=== SELECTED PASSAGE ===
━━━━━━━━

ScanGauge II – Prius Gen 4 XGauges – Observations on Hybrid Battery Current

The first few XGauges for the Gen 4 Prius are now being published. I was fortunate enough to be in a position to do some preliminary real world testing of some of these. Previously, with the Gen2 and Gen3 models, the Hybrid Battery State of Charge (SOC) and Battery Current (BTA) were two XGauges that many PriusChat members found useful.

This post focuses on my initial observations of BTA on a Gen4 and to compare them with my previous experiences with the Gen3 and Gen2, on which I have posted previously in 2011 and 2009 respectively.

The XGauge I tested works on my 2016 Gen4 in the UK. I can see no reason why it should not work elsewhere, but YMMV!:

TXD: 07DF0153
RXF: 432180000000
RXD: 1810
MTH: 000100018000
Name: BtA (a.k.a., BCA, BTA, can be anything you like)

━━━━━━━━

=== EXTRACTED INFORMATION ===
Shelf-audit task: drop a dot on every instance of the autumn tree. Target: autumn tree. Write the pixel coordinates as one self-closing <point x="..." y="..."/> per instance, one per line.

━━━━━━━━

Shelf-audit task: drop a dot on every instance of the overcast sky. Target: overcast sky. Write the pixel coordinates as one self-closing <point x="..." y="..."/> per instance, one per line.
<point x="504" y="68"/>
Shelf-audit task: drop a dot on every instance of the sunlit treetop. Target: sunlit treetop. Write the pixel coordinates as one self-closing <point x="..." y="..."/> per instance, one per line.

━━━━━━━━

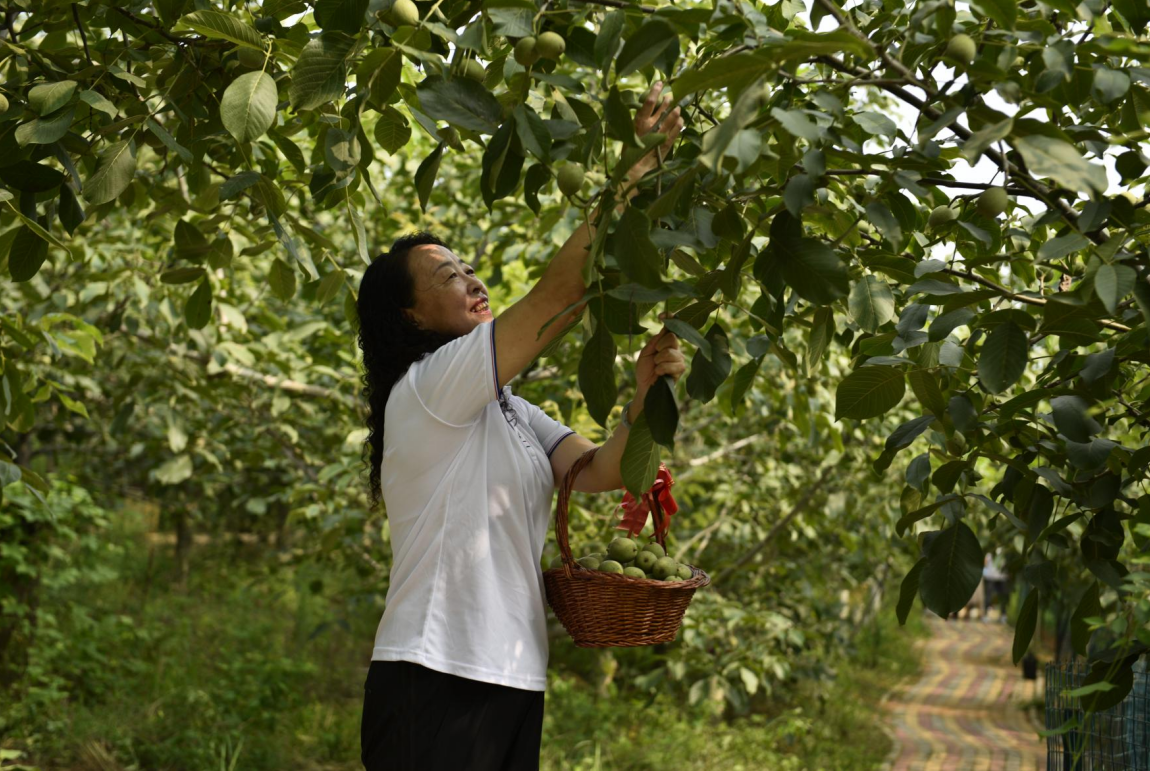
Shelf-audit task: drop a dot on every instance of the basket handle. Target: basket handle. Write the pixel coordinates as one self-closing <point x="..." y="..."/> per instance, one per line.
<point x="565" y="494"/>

━━━━━━━━

=== REQUIREMENTS ===
a) In the ScanGauge page, what car was the battery current XGauge tested on?
b) Reproduce the ScanGauge page word for word between "This post focuses" and "anything you like)", inclusive.

=== WORKED SOLUTIONS ===
a) A 2016 Gen4 Prius in the UK.

b)
This post focuses on my initial observations of BTA on a Gen4 and to compare them with my previous experiences with the Gen3 and Gen2, on which I have posted previously in 2011 and 2009 respectively.

The XGauge I tested works on my 2016 Gen4 in the UK. I can see no reason why it should not work elsewhere, but YMMV!:

TXD: 07DF0153
RXF: 432180000000
RXD: 1810
MTH: 000100018000
Name: BtA (a.k.a., BCA, BTA, can be anything you like)